Passage provided —
- - -

On the basis of the results demonstrated in Johnston and Oluseyi ( 2017), the algorithm additionally conditions the detection process based on a maximal distance allowed between a new unlabeled point and the training data set in the feature space of interest.
This anomaly detection algorithm is based on the optimized metric; a maximum distance between data points is based on the training data set, and we use a fraction (0.75) of that maximum distance as a limit to determine “known” versus “unknown.” The value of the fraction was initially determined via trial and error, based on our experiences with the data set and the goal of minimizing false alarms (which were visually apparent). This further restricts the algorithm to classifying those targets that exist only in “known space.” The k-NN algorithm generates a distance dependent on the optimized metric; by restricting the distances allowed, we can leverage the algorithm to generate the equivalent of an anomaly detection algorithm.
The resulting paired algorithm (detector + distance limit) will produce estimates of “interesting” versus “not interesting,” given new—unlabeled—data. Our algorithm currently will not produce confidence estimates associated with the label. Confidence associated with detection can be a touchy subject, both for the scientists developing the tools and for the scientists using them. Here we have focused on implementing a k-NN algorithm with optimized metric (i.e., metric learning); posterior probabilities of classification can be estimated based on k-NN output (Duda et al. 2012) and can be found as $$(k_{c}/(n*{\mathrm{volume}}))$$; linking these posterior probability estimates to “how confident am I that this is what I think this is” is not often the best choice of description.
Confidence in our detections will be a function of the original PPML classification algorithm performance, the training set used and the confidence in the labeling process, and the anomaly detection algorithm we implemented. Even $$(k_{c}/(n*{\mathrm{volume}}))$$ would not be a completely accurate description in our scenario. Some researchers (Dalitz 2009) have worked on linking “confidence” in k-NN classifiers with distance between the points. Our introduction of an anomaly detection algorithm into the design thus allows a developer/user the ability to limit the false alarm rate by introducing a maximum acceptable distance thus allowing some control in the confidence of the result; see Johnston and Oluseyi ( 2017) for more information.

#### 5.2.2 Results

Once we remove the discovered targets that were also in the initial training data, the result is a conservative selection of 124 potential targets of interest listed in a supplementary digital file at the project repository. 3 We here present an initial exploratory data analysis performed on the phased light curve data. At a high level, the mean and standard deviation of the discovered curves are presented in Fig.  4.

- - -

Given material —
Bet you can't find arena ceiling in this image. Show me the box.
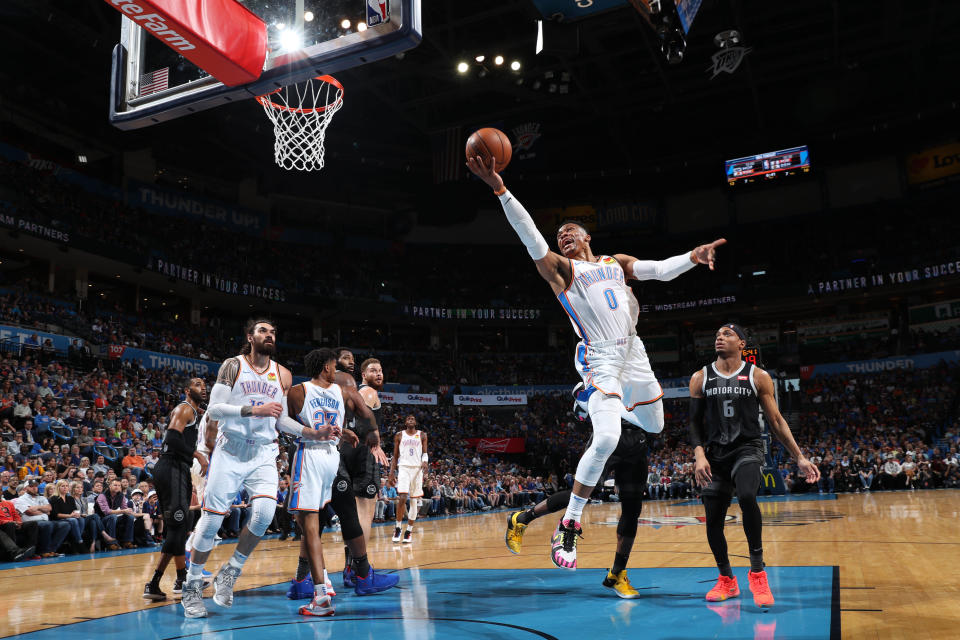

- - -

Directives —
a – From the passage on k-NN anomaly detection, write out the part that opens with the words containing "#### 5.2.2 Results" and closes with "in Fig.  4.".
b – Extend the passage on k-NN anomaly detection, picking up after its final sentence.
The listing is separate material that has nothing to do with the passage on k-NN anomaly detection.

Answers —
a –
#### 5.2.2 Results

Once we remove the discovered targets that were also in the initial training data, the result is a conservative selection of 124 potential targets of interest listed in a supplementary digital file at the project repository. 3 We here present an initial exploratory data analysis performed on the phased light curve data. At a high level, the mean and standard deviation of the discovered curves are presented in Fig.  4.

b –
A more in-depth analysis as to the meaning of the distribution functional shapes is left for future study. Such an effort would include additional observations (spectroscopic and photometric additions would be helpful) as well as analysis using binary simulator code such as Wilson–Devinney (Prša and Zwitter 2005). It is noted that in general, there are some morphological consistencies across the discovered targets:
1
In the majority of the discovered OEEB systems, the first maximum following the primary eclipse is greater than the second maximum following the secondary eclipse.

2
The light curve relative functional shape from the primary eclipse (minima) to primary maxima is fairly consistent across all discovered systems.

3
The difference in relative amplitude between the two maxima does not appear to be consistent, nor is the difference in relative amplitude between the minima.

We perform additional exploratory data analysis on the discovered group via subgrouping partitioning with unsupervised clustering. The k-means clustering algorithm with matrix-variate distances presented as part of the comparative methodologies is applied to the discovered data set (their DF feature space). This clustering is presented to provide more detail on the discovered group morphological shapes. The associated 1-D curve generated by the SUPERSMOOTHER algorithm is presented with respect to their respective clusters (clusters 1–8) in Fig.  5.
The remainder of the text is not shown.